- Exercise requirements
Go through the records and show each line where the word "this" occurs.

[[ Data extracts open ]]

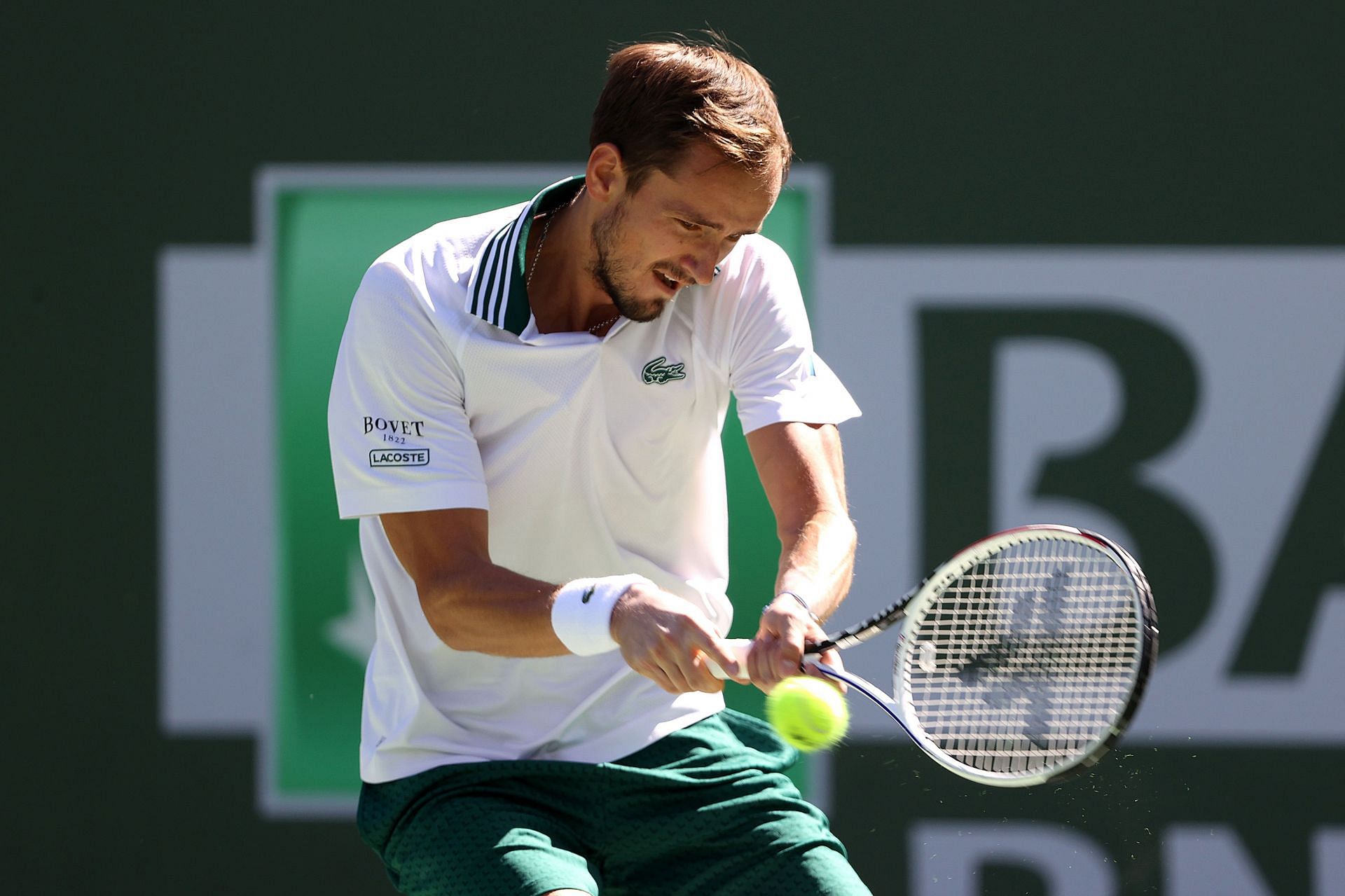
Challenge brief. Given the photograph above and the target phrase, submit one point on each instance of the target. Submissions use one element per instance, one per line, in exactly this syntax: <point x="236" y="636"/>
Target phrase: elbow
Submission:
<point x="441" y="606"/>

[[ Data extracts closed ]]
[[ Data extracts open ]]

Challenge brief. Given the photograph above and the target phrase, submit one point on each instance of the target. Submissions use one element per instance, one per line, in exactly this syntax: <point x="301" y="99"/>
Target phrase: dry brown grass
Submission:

[[ Data extracts closed ]]
[[ Data extracts open ]]

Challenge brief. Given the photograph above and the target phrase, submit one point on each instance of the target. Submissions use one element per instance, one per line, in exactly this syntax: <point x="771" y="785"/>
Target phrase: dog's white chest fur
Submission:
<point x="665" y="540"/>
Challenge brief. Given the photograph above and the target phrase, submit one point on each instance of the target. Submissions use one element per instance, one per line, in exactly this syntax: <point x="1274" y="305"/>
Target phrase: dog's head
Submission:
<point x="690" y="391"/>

[[ Data extracts closed ]]

- Reply to the task
Challenge brief. Given the photograph above and the target phrase, submit one point on each instance of the target. Submissions use one element per instance, one per line, in exactly this syntax: <point x="236" y="636"/>
Challenge brief. Given the photograph above and the target phrase, submit one point on each instance of the target. Submissions use one element per instance, one per line, in exactly this syntax: <point x="301" y="99"/>
Challenge brief. Given the photograph above and the target phrase, submit one point on each instance of the target. Submissions use one element per instance, one per line, in exactly this syntax: <point x="771" y="785"/>
Challenge brief. Given the photograph above and the target phrase, submit one point on each instance of the target. Submissions use one element per instance, one per line, in exactly this syntax: <point x="1274" y="305"/>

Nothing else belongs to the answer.